## GOAL OF THE EXERCISE
A verbatim reproduction of all the entries is needed.

════

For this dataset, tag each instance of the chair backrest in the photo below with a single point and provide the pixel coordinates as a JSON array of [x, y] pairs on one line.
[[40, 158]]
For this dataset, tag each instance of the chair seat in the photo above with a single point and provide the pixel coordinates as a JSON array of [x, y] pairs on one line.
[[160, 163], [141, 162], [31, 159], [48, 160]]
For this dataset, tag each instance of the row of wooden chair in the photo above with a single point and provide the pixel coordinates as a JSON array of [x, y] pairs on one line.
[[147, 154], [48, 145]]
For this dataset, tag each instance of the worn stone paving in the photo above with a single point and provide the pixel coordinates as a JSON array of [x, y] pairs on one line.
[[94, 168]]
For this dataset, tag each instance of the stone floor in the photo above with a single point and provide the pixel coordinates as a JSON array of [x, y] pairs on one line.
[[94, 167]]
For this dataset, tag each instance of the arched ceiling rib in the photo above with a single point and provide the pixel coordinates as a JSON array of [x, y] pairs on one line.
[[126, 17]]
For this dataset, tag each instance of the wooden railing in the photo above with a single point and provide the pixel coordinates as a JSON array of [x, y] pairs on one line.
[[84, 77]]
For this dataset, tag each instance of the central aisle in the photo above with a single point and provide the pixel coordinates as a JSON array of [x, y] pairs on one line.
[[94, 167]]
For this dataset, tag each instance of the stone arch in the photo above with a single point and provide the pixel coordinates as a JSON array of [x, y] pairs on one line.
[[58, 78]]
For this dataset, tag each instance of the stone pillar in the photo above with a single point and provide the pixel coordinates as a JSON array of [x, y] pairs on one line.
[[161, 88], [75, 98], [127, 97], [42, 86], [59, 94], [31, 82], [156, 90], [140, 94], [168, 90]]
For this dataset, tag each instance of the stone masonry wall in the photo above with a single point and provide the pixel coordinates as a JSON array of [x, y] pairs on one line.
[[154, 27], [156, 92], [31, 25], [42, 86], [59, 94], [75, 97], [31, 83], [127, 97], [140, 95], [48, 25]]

════

## PROBLEM SOLUTION
For this dataset, tag each instance of the chair backrest in the photo below with a single point and provide the pixel coordinates as a JSON array of [x, y] pairs on one line.
[[40, 158]]
For this dataset, tag each instance of the chair seat in the photo above with a single point and provide the pixel coordinates as a JSON array of [x, y] pairs on one line.
[[160, 163], [141, 162], [31, 159], [48, 160]]
For this dataset, tag each instance of the row of wooden chair in the photo above with a single point and provide the pixel coordinates as a JSON array of [x, y] pairs on one line.
[[147, 154], [48, 145]]
For this dataset, tag each instance of the worn stone paving in the photo above with a single point and provide the pixel coordinates as a JSON array of [x, y] pairs on one line.
[[94, 168]]
For this dataset, tag each instance of the stone floor in the photo above with a single point and provide the pixel coordinates as a JSON array of [x, y] pairs on one line.
[[94, 167]]
For this dataset, tag each instance of the arched ceiling rib in the photo above with a single point and provide the pixel coordinates as a JSON array of [x, y] pairs on one line.
[[126, 17]]
For this dataset, tag each instance of the wooden railing in the photo above with a single point and provide the pixel coordinates as a JSON array of [x, y] pairs on one line.
[[84, 77]]
For this dataset, tag each instance of the central aisle in the photo above with a single point and provide the pixel coordinates as a JSON array of [x, y] pairs on one line.
[[94, 167]]
For this dataset, tag each instance of the stone arch in the photo above with a single point and provide the pixel coordinates as a JSON array of [x, y] pairs on one line.
[[58, 78]]
For this dataset, tag each instance of the stone pillar in the photo above with a single point and provide the pixel coordinates as a JSON array of [x, y] pairs on one line.
[[161, 88], [75, 98], [127, 97], [42, 86], [59, 94], [31, 82], [156, 90], [140, 94], [168, 90]]
For this dataset, tag each instance of the stone masonry wall in the photo above with a single point and provide the pixel coordinates as a JSON array of [x, y] pairs on one line.
[[154, 27], [156, 92], [31, 25], [42, 86], [59, 94], [75, 97], [31, 83], [127, 97], [140, 95], [48, 25]]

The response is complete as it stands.